Pergerakan Islam lahir sebagai refeksi pemahaman umat Islam terhadap perlu adanya sebuah jamaah sebagaimana yang telah terjadi pada jaman Rasulullah. Kekuatan jamaah inilah yang menjadikan Islam kuat dan memiliki peradaban tersendiri yang beratus-ratus tahun dijadikan sebagai sebuah manhaj dan anehnya system jamaah ini tidak dipahami oleh dunia barat sebagai salah satu kekhasan Islam. Mereka mencibir dan memfitnah dan mencoba mempolakan sendiri menurut keinginan mereka, karena mereka takut dengan sebuah peradaban yang pernah merontokan Roma dan Byzantium.

Ketakutan ini beralasan sebagai sebuah kegilaan dan dendam sejarah yang begitu panjang akan kekuatan dahsyat Agama yang sebenarnya sangat mencintai kedamaian dan memiliki toleransi yang sangat tinggi terhadap penganut yang lain. Padahal kalau bertanya siapa yang dirugikan dan paling menderita sehabis Perang Salib (1060 M-1270 M) yang mempertemukan antara tentara Islam dengan tentara salib negara Eropa kurang lebih dua abad.

● ● ● ● ● ● ●

• **Deskripsi Tugas**:
Teruskan teks tentang pergerakan Islam dan Perang Salib, dimulai setelah kalimat terakhirnya. Baris-baris data yang tercantum di bawah tidak berperan dalam hal ini.

• **Isi Dataset**:

● ● ● ● ● ● ●

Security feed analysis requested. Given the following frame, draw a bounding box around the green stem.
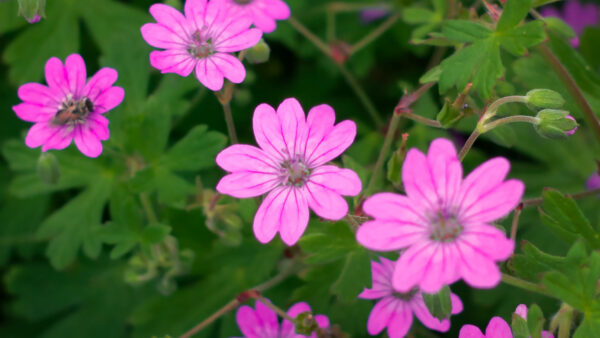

● ● ● ● ● ● ●

• **Contoh Penyelesaian**:
Perang yang dikobarkan justru dari orang Kristen dibawah pimpinan Paus Urbanus II dengan dua motif picik yaitu pertama membebaskan Yerusalem dari kekuasaan Islam (Bani Saljuk- Turki Utsmani) kedua ada isu bahwa Holly Spulcher akan dibakar umat Islam ditambahi isu dari seorang pendeta Kristen yang bernama Peter Amien yang mengatakan bahwa para peiiarah Kristen di Yerussalem diganggu umat Islam.


Mereka mengindoktrinisasi kebencian ini kepada generasi berikutnya dan berkolaborasi kuat dengan iblis lainnya setelah Theodore Heczel mendirikan pergerakan Zionsme inetrnasional. Dari kolaborasi inilah lahirlah iblis-iblis baru yang dikomandoi 3 kekuatan dajjal dunia: George W. Bush (radikal Kristen AS) yang menyerang melalui kekuatannya sebagai negara paling ditakuti dunia yang didukung kuat aliansi barat dan yahudi internasional dengan melontarkan opini teroris, Paus Benxdiktus IX (pemimpin katholik Roma) yang lebih mefokuskan diri dalam penggalangan kekuatan untuk menyerang Islam melalui jalur keagamaan dengan program kristenisasi.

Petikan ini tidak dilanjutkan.